Output all of the records again, exactly as written.

------------------------

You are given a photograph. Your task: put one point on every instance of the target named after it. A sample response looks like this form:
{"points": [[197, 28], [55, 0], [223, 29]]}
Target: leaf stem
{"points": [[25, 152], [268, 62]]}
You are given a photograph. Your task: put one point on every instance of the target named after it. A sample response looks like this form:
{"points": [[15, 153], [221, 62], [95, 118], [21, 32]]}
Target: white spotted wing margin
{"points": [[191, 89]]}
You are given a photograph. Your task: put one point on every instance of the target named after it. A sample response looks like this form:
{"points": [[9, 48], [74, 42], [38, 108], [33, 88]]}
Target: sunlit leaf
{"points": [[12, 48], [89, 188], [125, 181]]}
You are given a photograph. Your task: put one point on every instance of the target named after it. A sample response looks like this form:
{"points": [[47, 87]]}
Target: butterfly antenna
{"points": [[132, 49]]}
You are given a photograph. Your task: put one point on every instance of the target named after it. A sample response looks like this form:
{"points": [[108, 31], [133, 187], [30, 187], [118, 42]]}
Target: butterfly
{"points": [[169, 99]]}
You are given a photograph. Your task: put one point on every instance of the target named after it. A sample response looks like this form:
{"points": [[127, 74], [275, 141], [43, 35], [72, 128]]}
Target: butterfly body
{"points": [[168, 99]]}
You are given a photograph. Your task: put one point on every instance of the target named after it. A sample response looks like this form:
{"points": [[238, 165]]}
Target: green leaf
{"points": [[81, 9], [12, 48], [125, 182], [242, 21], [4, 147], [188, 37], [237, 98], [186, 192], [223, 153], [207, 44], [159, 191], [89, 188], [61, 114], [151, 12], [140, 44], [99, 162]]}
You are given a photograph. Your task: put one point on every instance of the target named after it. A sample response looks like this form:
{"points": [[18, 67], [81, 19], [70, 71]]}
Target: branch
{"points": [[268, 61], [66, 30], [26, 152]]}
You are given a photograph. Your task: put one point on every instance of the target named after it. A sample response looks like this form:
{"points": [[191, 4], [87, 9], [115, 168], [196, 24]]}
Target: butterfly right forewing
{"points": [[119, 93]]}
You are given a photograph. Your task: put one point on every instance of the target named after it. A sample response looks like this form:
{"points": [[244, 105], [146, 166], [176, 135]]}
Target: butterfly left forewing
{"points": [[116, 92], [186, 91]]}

------------------------

FINISHED EXERCISE
You are given a photograph. Your task: put one point on every instance of the target named after it. A sample response looks like this form:
{"points": [[197, 28], [55, 0], [223, 29]]}
Target: leaf stem
{"points": [[25, 152], [268, 62]]}
You are given a photograph. Your task: put one point on every instance of the target named after it. A sample response looks like this form:
{"points": [[15, 153], [221, 62], [95, 118], [21, 32]]}
Target: white spotted wing margin
{"points": [[191, 89]]}
You are given a photograph. Your task: put one point on every instance of the target named after it. A sample response looks like this form:
{"points": [[9, 48], [74, 42], [38, 108], [33, 88]]}
Target: sunlit leaf
{"points": [[12, 48], [89, 188], [125, 181]]}
You are given a photograph. Your task: put one point on every instance of the target named after it. A sample response looks like this form:
{"points": [[47, 87]]}
Target: butterfly antenna
{"points": [[132, 49]]}
You are given a photograph. Your task: put one point on every instance of the target named after it. A sample response looks like this form:
{"points": [[108, 31], [133, 187], [30, 187], [118, 42]]}
Target: butterfly
{"points": [[169, 99]]}
You are given a photograph. Your task: put one point on every instance of the target named after it. A sample response looks like this form:
{"points": [[127, 74], [275, 141], [43, 35], [72, 128]]}
Target: butterfly body
{"points": [[168, 99]]}
You are given a photograph. Your task: put one point on every instance of the target named after it. A sample response looks like this form:
{"points": [[238, 165]]}
Target: green leaf
{"points": [[81, 9], [12, 48], [125, 182], [242, 21], [4, 147], [188, 37], [237, 98], [186, 192], [223, 153], [207, 44], [159, 191], [89, 188], [61, 114], [151, 12], [140, 44], [99, 162]]}
You are given a photograph. Your task: put one point on every instance of the target named after it. A sample response looks like this form:
{"points": [[18, 67], [81, 19], [70, 71]]}
Target: branch
{"points": [[268, 61], [66, 30], [26, 152]]}
You are given a photograph. Your task: put one point on every instance of the target named after it. A sample response looks like this form:
{"points": [[191, 4], [87, 9], [115, 168], [196, 24]]}
Target: butterfly right forewing
{"points": [[119, 93]]}
You are given a photograph. Your task: put one point on every instance of the target named after it. A sample response looks like this form:
{"points": [[244, 105], [146, 166], [176, 135]]}
Target: butterfly left forewing
{"points": [[116, 92], [186, 91]]}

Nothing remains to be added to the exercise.